--- TRECHO PARA LEITURA ---
————

A companhia volta ao presencial com a obra-prima “O Dragão” do dramaturgo e escritor russo Eugene Schwartz.

“Há 400 anos, uma cidade é dominada e enganada por um dragão de três cabeças. Um conto de fadas para adultos, uma fábula que narra a história de um povo, que não conhece a verdadeira liberdade. A montagem da Companhia Ensaio Aberto leva à cena o encantamento e a imaginação dos contos fantásticos. As cores de Chagall dão o tom da cenografia e a iluminação cênica. A presença do coro operário reafirma a tradição do teatro épico e a potência histórica da luta do povo, que remete à realidade dos tempos atuais”.

O espetáculo não começa no terceiro sinal, mas quando entramos no Armazém da Utopia, localizado no Cais do Porto. O Cais do Porto hoje, é sinônimo de arte, uma verdadeira galeria a céu aberto, onde artistas deixaram suas artes registradas e grafitadas nos muros, estendendo-se por quilômetros, o maior painel de artes gráficas do mundo, dinheiro público bem aplicado!

————

--- TAREFAS OBRIGATÓRIAS ---
1. No trecho para leitura, copie a passagem que começa nas palavras com "O espetáculo não" e termina depois de "público bem aplicado!", substituindo "Armazém da Utopia" por "Armazém Cultural".
2. Com base no trecho para leitura, explique em até três frases por que o Cais do Porto é hoje sinônimo de arte.

————

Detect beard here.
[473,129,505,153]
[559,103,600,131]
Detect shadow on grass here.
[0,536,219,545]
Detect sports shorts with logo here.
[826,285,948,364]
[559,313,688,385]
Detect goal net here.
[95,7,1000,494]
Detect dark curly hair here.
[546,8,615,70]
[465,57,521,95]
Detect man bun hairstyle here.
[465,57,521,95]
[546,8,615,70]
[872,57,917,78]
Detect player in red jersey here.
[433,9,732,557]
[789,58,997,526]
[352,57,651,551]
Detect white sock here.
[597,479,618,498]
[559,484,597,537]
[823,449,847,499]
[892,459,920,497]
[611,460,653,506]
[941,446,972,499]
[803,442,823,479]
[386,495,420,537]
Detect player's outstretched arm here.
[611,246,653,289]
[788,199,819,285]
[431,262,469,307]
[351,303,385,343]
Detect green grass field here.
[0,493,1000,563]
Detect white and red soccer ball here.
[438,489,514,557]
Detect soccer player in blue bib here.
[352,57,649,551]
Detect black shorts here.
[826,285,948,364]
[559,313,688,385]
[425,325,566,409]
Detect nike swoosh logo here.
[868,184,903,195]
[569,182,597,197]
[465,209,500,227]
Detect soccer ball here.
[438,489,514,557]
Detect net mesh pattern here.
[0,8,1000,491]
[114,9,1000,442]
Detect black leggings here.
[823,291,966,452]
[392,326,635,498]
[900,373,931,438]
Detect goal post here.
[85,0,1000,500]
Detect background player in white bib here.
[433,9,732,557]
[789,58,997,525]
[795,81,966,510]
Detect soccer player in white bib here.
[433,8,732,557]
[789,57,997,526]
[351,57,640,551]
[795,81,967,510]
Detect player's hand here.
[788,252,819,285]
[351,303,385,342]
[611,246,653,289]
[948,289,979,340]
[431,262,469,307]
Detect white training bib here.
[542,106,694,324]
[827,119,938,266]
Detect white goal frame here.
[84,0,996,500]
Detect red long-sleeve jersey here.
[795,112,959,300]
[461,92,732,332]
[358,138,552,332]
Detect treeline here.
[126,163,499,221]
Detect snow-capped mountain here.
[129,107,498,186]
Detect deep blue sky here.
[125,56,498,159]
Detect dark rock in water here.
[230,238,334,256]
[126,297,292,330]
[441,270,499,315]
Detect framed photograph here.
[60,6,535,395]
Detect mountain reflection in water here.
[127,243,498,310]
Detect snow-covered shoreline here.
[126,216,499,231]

————

--- SOLUÇÕES DOS PROBLEMAS ---
1.
O espetáculo não começa no terceiro sinal, mas quando entramos no Armazém Cultural, localizado no Cais do Porto. O Cais do Porto hoje, é sinônimo de arte, uma verdadeira galeria a céu aberto, onde artistas deixaram suas artes registradas e grafitadas nos muros, estendendo-se por quilômetros, o maior painel de artes gráficas do mundo, dinheiro público bem aplicado!

2. O Cais do Porto virou uma verdadeira galeria a céu aberto, onde artistas deixaram suas artes registradas e grafitadas nos muros. Essas obras se estendem por quilômetros e formam o maior painel de artes gráficas do mundo.